▸ Teks Bacaan
::::
Intisari-online.com - Pecahnya pertempuran Israel dengan Hamas di Gaza pertengahan Mei lalu ternyata bukan untuk menyerang para pejuang Hamas.
Melansir National Interest, Israel menggunakan serangan udara yang tepat sasaran guna mencoba menghancurkan infrastruktur Hamas di Gaza.
Selain itu mereka juga ingin berikan kelompok militan tersebut ledakan yang sulit membuat mereka pulih.
Tujuannya bukanlah menarget sejumlah besar pejuang Hamas, tapi menghancurkan terowongan bawah tanah strategis dan infrastruktur yang menyebabkan terowongan itu bisa jadi tempat memindahkan roket dalam jumlah besar yang digunakan untuk menarget Israel.
Dalam serangan 11 hari kemarin, lebih dari 4300 roket ditembakkan ke Israel dan ke sistem pertahanan udara Israel, Iron Dome.
Terowongan 'Metro' Gaza
Dalam wawancara dengan pemimpin departemen bawah tanah komando selatan Pasukan Pertahanan Israel (IDF) yang menjadi pemeran utama dalam konflik baru-baru ini, IDF membeberkan rencana mereka menarget Hamas.
Ini merupakan operasi unik melawan 'Metro', nama dari Israel untuk terowongan bawah tanah di Gaza yang menghubungkan lebih dari 100 kilometer di bawah Jalur Gaza.
Perlu dicatat jika Jalur Gaza hanya sepanjang 41 kilometer dan selebar 6-12 kilometer, yang artinya sistem Metro tidak hanya luas tapi juga melintasi area di bawah bangunan penduduk yang membentuk petak-petak besar Jalur Gaza.
Daerah ini dilengkapi dengan bangunan tingkat rendah dan kota serta desa-desa, membuatnya menjadi salah satu wilayah ramai dan padat di dunia.
Banyak perang di masa lalu menggunakan sistem terowongan bawah tanah, dari sistem Garis Maginot milik Perancis di Perang Dunia II sampai sistem terowongan Vietcong.
Namun terowongan Hamas ini lebih sulit karena ada kehadiran banyak sekali warga sipil di antara mereka.
Baca Juga: Sudah Gencatan Senjata, Israel Tangkap Pemimpin Hamas di Tepi Barat dengan Tuduhan Ini
Bertahun-tahun lamanya Israel menciptakan metode melawan kekhawatiran mencederai warga sipil, mengetahui ada tekanan internasional jika melibatkan kematian warga sipil.
Kematian ini juga terjadi di perang yang serupa, seperti pengeboman Koalisi dipimpin AS di wilayah Al Jadeeda di Mosul Maret 2017 yang menyebabkan lebih dari 100 kematian.
Israel telah mengkonfrontasi tantangan ini di masa lalu dan di tahun 2009 serta 2014 ada jumlah besar korban jiwa, sama halnya jumlah korban jiwa di antara pejuang Hamas.
Kedua perang itu melibatkan serangan darat.
Israel kemudian mengubah taktik setelah 2014 itu dan tercatat jumlah konflik dengan Hamas meredup setelah itu.
::::
▸ Materi yang Disediakan
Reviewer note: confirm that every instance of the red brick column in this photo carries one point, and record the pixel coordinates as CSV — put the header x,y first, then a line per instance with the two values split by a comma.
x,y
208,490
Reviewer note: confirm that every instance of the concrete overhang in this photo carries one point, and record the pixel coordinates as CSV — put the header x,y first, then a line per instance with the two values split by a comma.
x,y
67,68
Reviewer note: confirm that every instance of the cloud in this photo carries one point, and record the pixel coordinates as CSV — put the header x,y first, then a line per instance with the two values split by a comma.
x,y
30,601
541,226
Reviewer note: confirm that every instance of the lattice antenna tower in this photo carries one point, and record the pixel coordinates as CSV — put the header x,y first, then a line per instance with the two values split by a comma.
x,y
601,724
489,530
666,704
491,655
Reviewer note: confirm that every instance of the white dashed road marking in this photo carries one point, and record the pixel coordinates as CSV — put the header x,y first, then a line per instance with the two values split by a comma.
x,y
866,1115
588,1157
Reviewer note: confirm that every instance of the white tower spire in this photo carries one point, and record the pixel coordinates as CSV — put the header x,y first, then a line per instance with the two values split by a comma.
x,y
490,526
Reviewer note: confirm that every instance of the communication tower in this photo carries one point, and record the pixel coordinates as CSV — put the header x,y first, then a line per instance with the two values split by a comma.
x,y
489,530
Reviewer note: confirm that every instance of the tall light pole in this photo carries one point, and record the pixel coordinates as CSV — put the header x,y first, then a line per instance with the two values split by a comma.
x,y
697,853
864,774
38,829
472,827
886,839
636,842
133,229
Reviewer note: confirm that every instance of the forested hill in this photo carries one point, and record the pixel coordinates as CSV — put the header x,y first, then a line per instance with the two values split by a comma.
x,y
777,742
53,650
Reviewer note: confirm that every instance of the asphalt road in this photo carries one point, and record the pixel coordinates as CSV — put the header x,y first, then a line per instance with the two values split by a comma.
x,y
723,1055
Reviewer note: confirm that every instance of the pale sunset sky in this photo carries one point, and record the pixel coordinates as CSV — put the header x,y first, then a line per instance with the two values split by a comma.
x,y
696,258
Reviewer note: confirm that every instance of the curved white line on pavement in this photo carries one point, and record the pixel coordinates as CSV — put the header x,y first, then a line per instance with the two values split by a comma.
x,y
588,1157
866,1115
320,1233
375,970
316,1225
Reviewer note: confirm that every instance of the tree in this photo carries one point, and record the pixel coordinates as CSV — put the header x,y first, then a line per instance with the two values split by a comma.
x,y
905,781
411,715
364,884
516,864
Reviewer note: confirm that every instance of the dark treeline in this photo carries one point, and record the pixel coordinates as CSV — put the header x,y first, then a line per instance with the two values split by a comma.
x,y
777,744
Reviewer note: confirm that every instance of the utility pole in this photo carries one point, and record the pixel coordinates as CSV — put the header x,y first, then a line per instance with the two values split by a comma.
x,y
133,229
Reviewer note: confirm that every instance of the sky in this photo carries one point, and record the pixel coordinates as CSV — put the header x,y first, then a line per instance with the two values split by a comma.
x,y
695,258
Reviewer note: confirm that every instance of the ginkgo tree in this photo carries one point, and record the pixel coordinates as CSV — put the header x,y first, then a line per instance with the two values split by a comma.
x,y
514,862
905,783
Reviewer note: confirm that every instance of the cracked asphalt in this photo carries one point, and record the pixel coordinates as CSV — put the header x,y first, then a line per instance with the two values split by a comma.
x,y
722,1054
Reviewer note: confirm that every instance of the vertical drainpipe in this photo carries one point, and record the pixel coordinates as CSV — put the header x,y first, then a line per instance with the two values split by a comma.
::::
▸ Rangkaian Latihan
a – Tahun berapa saja yang disebut dalam teks tentang terowongan Gaza? Sebutkan semuanya tanpa pengulangan.
b – Salin bagian teks tentang terowongan Gaza yang dimulai dari kata-kata "Banyak perang di" dan berakhir setelah "kematian warga sipil.".

▸ Hasil Pengerjaan
a – 2017, 2009, 2014

b –
Banyak perang di masa lalu menggunakan sistem terowongan bawah tanah, dari sistem Garis Maginot milik Perancis di Perang Dunia II sampai sistem terowongan Vietcong.
Namun terowongan Hamas ini lebih sulit karena ada kehadiran banyak sekali warga sipil di antara mereka.
Baca Juga: Sudah Gencatan Senjata, Israel Tangkap Pemimpin Hamas di Tepi Barat dengan Tuduhan Ini
Bertahun-tahun lamanya Israel menciptakan metode melawan kekhawatiran mencederai warga sipil, mengetahui ada tekanan internasional jika melibatkan kematian warga sipil.